━━━ SOURCE INFORMATION

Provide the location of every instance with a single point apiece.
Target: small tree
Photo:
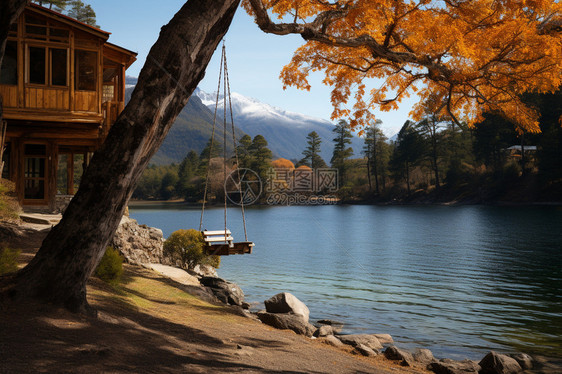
(186, 248)
(311, 153)
(341, 151)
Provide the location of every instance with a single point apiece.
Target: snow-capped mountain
(285, 131)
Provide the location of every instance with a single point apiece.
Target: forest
(431, 160)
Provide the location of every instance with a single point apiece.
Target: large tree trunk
(175, 65)
(10, 10)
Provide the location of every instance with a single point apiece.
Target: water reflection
(458, 280)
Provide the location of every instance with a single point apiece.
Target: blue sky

━━━━━━

Return the data above unchanged. Pictures are not part of the copy.

RESULT OF THIS TASK
Provide the location of every instance with a single point apiece.
Target: small tree
Photo:
(186, 248)
(311, 153)
(341, 151)
Provide the location of every instance with a single point apiece.
Target: snow-capped mountain
(285, 131)
Provide the location of every instance with a single point apiece.
Target: forest
(431, 160)
Provide the location of every instance with a single point apiece.
Target: large tree trunk
(175, 65)
(10, 10)
Provide the location of every instance with a single point apiece.
Target: water reflection
(458, 280)
Provide the location of every instance with a single point apiece.
Target: blue sky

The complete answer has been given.